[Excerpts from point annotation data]
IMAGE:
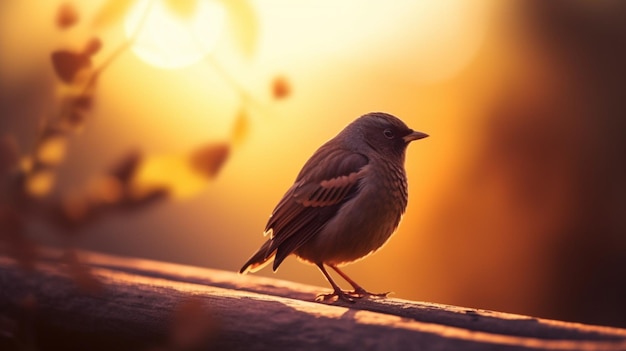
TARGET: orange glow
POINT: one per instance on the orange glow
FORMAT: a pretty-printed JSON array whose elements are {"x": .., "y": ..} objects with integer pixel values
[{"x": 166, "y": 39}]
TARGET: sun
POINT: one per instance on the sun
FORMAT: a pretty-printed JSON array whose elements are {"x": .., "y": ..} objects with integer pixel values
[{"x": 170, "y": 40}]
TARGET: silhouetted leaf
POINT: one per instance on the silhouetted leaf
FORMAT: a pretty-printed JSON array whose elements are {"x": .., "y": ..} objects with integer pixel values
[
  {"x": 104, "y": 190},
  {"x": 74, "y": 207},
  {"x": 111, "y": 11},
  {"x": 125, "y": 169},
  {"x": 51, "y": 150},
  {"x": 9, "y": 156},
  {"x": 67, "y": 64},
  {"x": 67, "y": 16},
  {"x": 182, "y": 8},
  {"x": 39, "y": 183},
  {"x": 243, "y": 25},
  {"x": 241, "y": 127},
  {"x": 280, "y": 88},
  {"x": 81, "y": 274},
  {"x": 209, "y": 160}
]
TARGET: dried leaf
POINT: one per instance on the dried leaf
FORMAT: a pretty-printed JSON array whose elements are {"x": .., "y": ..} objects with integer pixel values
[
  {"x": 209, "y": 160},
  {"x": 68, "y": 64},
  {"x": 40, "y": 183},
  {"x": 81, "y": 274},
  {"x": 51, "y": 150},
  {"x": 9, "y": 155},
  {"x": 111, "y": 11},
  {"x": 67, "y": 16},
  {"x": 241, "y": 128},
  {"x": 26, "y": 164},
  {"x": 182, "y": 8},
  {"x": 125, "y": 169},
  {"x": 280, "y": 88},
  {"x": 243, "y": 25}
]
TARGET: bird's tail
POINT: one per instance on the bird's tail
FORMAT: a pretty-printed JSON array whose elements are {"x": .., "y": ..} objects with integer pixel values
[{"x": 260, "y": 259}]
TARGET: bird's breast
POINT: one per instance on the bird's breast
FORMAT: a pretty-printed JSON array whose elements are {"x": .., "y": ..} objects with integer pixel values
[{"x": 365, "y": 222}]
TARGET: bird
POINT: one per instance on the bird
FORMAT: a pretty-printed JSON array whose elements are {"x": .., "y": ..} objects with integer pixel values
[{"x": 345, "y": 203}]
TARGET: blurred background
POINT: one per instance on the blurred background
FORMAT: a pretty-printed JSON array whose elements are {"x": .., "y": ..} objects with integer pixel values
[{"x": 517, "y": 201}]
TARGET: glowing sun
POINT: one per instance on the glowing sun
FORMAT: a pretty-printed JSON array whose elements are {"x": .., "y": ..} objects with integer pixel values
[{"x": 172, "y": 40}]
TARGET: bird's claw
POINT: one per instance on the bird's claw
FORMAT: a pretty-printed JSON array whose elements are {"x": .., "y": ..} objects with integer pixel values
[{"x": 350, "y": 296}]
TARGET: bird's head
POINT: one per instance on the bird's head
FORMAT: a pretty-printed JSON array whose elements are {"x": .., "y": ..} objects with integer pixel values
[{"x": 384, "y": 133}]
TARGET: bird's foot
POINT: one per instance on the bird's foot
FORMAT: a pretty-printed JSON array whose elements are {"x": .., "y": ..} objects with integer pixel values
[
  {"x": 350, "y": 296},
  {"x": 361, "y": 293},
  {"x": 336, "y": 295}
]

* * *

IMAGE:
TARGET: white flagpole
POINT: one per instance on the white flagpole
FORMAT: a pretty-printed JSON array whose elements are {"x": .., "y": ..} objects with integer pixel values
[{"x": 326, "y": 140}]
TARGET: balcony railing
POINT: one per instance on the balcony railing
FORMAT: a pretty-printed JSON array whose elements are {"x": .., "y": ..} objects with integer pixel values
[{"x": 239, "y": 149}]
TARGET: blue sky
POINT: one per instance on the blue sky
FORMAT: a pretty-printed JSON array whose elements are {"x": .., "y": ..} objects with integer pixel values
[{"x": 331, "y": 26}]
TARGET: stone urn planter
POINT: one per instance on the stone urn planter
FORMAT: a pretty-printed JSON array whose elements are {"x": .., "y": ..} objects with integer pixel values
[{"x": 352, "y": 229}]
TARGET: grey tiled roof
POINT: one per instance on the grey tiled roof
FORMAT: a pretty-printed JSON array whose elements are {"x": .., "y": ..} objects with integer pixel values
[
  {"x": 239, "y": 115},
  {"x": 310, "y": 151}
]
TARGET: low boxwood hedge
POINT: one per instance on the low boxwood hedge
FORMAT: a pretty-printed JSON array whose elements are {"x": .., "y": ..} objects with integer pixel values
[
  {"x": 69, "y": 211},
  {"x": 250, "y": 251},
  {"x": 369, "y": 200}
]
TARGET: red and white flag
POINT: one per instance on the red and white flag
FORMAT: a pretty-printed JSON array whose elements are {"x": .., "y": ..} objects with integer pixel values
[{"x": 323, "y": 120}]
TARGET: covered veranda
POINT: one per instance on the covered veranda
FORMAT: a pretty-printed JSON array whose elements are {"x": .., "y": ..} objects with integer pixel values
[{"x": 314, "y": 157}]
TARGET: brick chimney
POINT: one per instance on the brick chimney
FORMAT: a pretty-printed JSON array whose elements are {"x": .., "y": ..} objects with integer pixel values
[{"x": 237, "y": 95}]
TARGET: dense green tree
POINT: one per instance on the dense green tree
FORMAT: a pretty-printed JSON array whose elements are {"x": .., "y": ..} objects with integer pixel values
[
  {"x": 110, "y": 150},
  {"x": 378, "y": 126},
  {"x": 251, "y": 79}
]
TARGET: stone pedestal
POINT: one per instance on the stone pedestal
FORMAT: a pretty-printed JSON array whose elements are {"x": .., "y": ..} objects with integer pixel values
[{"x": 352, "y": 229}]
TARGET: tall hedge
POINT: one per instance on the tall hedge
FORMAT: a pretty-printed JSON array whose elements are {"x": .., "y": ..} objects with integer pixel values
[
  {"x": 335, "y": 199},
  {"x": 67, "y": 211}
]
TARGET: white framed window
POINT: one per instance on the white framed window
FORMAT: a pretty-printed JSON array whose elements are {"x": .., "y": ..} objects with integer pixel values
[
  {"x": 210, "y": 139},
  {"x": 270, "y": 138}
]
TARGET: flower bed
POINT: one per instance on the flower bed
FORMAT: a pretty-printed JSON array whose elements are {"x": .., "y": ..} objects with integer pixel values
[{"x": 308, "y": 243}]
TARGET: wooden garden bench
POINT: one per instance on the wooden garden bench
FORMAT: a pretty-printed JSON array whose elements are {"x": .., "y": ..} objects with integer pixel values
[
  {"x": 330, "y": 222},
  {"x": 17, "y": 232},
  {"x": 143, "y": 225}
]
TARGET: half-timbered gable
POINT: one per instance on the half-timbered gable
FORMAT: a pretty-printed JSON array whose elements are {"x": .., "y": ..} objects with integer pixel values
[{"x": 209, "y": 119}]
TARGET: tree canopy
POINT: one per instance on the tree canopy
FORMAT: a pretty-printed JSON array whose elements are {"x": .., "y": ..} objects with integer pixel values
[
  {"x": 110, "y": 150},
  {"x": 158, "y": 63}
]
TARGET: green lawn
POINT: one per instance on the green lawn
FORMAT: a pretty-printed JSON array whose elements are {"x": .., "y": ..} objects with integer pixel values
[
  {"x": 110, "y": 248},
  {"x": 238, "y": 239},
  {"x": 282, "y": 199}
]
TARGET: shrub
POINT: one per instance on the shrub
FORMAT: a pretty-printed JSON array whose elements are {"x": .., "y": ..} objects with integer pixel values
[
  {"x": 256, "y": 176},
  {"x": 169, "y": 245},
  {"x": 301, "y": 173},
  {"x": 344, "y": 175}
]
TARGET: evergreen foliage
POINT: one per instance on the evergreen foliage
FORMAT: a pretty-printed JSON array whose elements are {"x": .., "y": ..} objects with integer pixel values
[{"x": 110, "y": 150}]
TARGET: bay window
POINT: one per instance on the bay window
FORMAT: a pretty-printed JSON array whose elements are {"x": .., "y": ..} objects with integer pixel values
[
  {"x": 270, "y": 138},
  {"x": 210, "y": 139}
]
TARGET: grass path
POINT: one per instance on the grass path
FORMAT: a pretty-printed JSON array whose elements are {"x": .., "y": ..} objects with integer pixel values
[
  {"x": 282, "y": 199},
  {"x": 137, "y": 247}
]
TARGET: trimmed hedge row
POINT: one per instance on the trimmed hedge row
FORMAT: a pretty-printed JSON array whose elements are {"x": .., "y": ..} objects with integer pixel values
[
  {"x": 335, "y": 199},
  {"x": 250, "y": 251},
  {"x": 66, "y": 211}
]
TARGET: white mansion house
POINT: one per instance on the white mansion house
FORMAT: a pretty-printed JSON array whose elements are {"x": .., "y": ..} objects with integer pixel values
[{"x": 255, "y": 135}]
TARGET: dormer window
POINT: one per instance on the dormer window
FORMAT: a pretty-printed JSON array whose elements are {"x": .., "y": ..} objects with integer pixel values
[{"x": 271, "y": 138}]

Problem details
Report every line in the rows above that contains the string "grey".

Output of the exercise
TARGET: grey tiled roof
POINT: one per instance on the grey tiled roof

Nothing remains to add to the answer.